Activity: The lines to repeat are those below from the one containing "Annotate the exposed" down to the one containing "<point>214,39</point>", both included; reproduce them exactly and nothing else.

Supplied data:
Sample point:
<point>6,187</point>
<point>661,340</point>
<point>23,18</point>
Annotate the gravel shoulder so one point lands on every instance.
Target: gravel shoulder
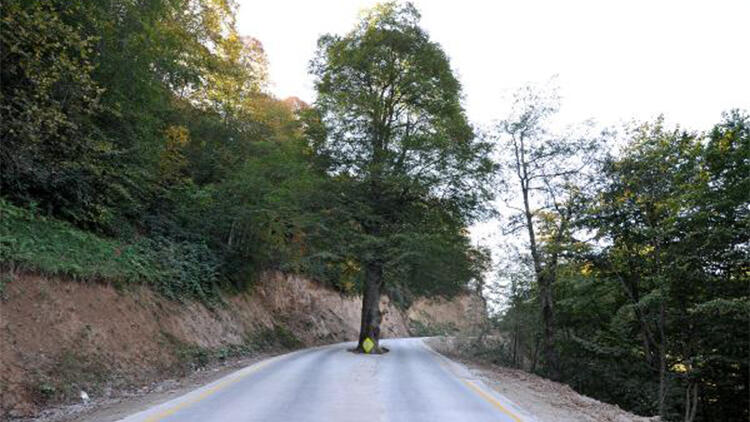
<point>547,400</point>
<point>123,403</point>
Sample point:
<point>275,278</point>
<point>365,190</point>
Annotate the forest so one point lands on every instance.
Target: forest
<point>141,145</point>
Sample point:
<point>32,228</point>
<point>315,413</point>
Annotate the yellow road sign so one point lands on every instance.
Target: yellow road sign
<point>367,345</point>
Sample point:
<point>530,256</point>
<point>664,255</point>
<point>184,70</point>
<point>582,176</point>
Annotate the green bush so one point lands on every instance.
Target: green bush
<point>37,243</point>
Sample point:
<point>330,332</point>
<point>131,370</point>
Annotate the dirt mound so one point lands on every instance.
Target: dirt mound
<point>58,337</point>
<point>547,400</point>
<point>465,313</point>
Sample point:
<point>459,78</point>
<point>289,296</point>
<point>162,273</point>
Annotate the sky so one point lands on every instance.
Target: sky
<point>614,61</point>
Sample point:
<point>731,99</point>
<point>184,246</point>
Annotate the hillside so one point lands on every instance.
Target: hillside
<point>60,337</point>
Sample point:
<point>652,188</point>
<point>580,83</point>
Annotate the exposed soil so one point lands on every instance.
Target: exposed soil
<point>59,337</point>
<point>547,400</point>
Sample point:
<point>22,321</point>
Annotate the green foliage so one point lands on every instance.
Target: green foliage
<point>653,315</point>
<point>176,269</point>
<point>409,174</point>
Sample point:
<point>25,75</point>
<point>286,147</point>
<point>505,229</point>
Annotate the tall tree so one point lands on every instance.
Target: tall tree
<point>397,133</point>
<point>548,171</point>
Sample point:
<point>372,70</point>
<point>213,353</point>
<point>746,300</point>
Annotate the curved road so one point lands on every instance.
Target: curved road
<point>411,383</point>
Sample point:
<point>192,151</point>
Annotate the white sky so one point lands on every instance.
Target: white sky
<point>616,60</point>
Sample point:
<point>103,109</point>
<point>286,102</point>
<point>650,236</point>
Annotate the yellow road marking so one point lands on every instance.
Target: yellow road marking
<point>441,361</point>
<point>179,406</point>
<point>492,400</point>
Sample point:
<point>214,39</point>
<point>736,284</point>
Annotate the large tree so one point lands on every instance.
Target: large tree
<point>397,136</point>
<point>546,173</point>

--

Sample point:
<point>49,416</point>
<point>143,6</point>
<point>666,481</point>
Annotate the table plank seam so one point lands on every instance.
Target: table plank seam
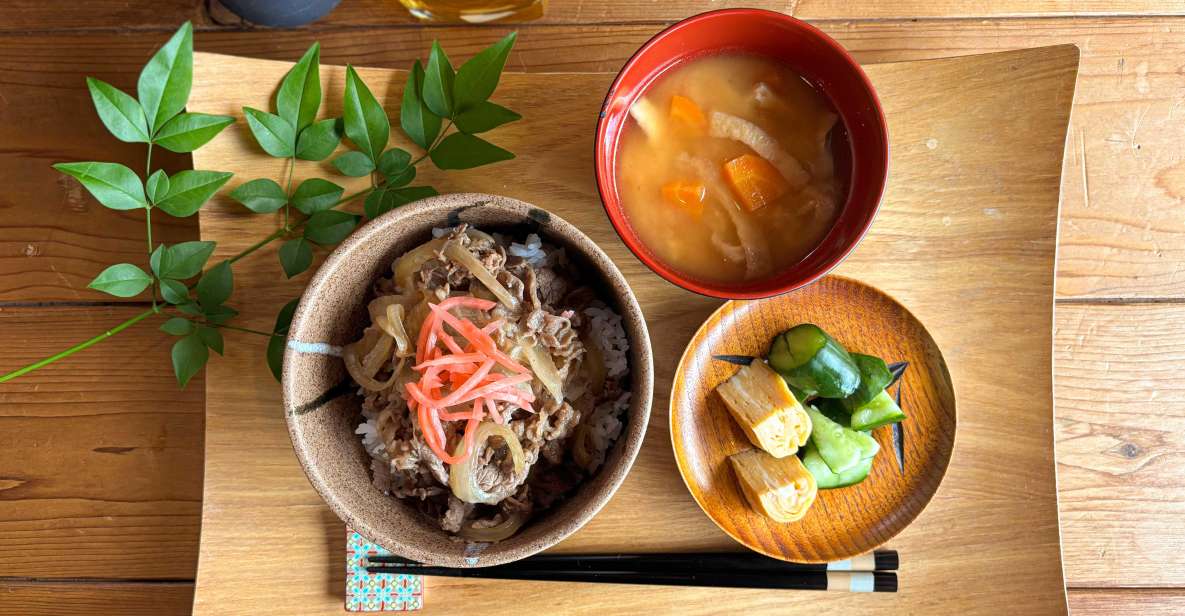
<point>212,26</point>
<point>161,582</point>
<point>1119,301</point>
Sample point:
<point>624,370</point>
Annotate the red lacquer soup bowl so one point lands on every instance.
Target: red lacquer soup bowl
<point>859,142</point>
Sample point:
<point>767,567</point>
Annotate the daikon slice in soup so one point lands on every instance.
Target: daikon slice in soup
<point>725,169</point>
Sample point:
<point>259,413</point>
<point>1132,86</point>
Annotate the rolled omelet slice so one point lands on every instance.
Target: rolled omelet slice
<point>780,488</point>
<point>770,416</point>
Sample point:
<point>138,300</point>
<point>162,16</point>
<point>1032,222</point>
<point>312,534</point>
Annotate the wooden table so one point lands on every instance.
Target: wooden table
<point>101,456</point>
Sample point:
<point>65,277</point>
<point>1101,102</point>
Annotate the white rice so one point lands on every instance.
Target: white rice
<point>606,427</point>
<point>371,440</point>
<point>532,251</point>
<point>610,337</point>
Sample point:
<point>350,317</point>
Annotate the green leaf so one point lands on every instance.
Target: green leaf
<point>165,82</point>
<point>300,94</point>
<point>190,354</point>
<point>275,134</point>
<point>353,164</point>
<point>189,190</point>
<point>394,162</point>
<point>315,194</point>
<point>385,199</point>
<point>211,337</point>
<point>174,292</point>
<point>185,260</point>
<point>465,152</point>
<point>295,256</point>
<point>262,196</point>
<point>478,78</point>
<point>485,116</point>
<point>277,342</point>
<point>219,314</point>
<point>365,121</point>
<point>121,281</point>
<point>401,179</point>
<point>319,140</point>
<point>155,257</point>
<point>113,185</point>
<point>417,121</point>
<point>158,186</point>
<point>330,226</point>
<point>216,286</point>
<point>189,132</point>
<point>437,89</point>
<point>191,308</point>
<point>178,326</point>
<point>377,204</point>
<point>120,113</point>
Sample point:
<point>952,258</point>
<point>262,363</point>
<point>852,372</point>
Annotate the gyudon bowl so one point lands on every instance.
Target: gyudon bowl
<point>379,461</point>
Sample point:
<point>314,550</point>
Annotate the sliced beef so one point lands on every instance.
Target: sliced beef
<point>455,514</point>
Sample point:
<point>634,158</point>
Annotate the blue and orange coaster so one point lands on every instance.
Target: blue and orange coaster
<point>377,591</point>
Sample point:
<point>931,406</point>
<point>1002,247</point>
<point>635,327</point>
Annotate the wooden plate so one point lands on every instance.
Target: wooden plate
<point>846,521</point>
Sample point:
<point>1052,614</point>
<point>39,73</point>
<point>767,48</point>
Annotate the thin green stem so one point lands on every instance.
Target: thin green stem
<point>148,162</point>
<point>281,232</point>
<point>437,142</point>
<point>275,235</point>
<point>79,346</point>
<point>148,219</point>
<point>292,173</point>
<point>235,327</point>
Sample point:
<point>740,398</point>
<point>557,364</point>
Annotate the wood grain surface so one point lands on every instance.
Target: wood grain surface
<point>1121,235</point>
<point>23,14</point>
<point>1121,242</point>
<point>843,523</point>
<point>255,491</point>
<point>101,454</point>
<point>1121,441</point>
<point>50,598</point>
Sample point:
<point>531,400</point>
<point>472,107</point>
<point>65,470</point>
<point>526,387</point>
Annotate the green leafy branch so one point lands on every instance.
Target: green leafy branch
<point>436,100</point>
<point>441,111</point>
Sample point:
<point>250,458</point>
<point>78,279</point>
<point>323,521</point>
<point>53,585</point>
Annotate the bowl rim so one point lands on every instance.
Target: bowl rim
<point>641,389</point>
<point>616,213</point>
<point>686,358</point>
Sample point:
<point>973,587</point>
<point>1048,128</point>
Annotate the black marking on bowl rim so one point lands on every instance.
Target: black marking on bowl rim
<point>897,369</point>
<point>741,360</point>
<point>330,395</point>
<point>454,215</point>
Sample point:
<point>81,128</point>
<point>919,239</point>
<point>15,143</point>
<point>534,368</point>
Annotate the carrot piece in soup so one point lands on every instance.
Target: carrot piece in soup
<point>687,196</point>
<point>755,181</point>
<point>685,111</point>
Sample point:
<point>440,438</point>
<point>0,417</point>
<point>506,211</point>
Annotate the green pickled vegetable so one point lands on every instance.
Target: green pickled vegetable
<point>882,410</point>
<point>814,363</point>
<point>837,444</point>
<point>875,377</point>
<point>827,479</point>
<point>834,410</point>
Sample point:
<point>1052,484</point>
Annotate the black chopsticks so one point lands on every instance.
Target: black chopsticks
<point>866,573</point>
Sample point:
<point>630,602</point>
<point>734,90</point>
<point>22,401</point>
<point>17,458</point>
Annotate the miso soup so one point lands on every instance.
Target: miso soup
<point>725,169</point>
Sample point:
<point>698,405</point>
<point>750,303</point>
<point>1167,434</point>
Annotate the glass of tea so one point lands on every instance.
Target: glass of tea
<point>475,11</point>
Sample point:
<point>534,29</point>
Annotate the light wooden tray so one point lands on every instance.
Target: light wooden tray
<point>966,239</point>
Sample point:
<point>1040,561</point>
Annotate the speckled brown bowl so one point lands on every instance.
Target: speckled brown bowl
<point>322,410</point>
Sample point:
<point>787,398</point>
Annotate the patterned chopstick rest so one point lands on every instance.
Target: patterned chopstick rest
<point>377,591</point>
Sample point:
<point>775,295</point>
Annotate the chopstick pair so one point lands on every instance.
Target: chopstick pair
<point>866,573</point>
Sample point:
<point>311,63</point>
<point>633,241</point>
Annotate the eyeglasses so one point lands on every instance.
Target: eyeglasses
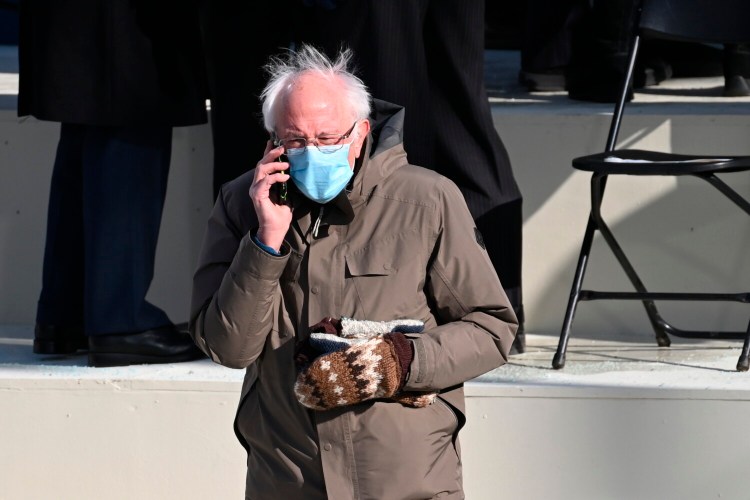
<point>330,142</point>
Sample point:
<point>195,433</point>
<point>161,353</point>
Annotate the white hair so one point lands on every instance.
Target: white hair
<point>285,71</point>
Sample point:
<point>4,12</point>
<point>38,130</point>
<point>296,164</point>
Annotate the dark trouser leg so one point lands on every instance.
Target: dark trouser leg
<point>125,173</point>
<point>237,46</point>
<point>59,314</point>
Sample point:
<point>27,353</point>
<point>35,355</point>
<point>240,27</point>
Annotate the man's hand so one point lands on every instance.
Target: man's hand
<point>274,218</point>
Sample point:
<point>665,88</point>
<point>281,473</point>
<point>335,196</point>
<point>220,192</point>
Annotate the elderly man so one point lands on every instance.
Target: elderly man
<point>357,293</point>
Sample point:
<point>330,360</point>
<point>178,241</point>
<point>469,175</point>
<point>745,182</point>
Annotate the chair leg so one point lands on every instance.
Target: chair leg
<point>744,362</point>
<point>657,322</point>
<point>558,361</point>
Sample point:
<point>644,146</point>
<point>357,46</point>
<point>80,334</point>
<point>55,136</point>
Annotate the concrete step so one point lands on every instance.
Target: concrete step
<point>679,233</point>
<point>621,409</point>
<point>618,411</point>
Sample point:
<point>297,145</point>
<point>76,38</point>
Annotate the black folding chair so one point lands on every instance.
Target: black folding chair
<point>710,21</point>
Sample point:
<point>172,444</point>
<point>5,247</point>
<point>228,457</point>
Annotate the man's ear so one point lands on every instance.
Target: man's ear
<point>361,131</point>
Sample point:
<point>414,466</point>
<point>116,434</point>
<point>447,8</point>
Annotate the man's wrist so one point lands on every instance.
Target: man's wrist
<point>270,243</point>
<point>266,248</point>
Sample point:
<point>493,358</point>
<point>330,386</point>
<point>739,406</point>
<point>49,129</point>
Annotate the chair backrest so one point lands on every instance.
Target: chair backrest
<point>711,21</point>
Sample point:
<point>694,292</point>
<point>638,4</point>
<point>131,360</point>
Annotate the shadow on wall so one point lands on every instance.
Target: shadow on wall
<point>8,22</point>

Written answer:
Annotate the exposed soil so one point lands on every instance.
Target: exposed soil
<point>59,337</point>
<point>547,400</point>
Sample point:
<point>22,321</point>
Annotate the green foliage so one point lands on every instance.
Target: green foliage
<point>653,315</point>
<point>176,269</point>
<point>409,174</point>
Sample point:
<point>25,75</point>
<point>286,147</point>
<point>505,229</point>
Annotate the tall tree so one point lands on every instance.
Target: tall tree
<point>397,133</point>
<point>548,171</point>
Sample point:
<point>372,70</point>
<point>213,353</point>
<point>746,300</point>
Annotate the curved road so one point lands on every instance.
Target: curved road
<point>411,383</point>
Sample point:
<point>192,151</point>
Annotate the white sky so one point lands on every instance.
Target: white sky
<point>616,60</point>
Sample point:
<point>103,109</point>
<point>286,102</point>
<point>650,236</point>
Annotate the yellow road marking so one point lands on every instance.
Target: yellow road marking
<point>441,361</point>
<point>179,406</point>
<point>492,400</point>
Sample point:
<point>214,39</point>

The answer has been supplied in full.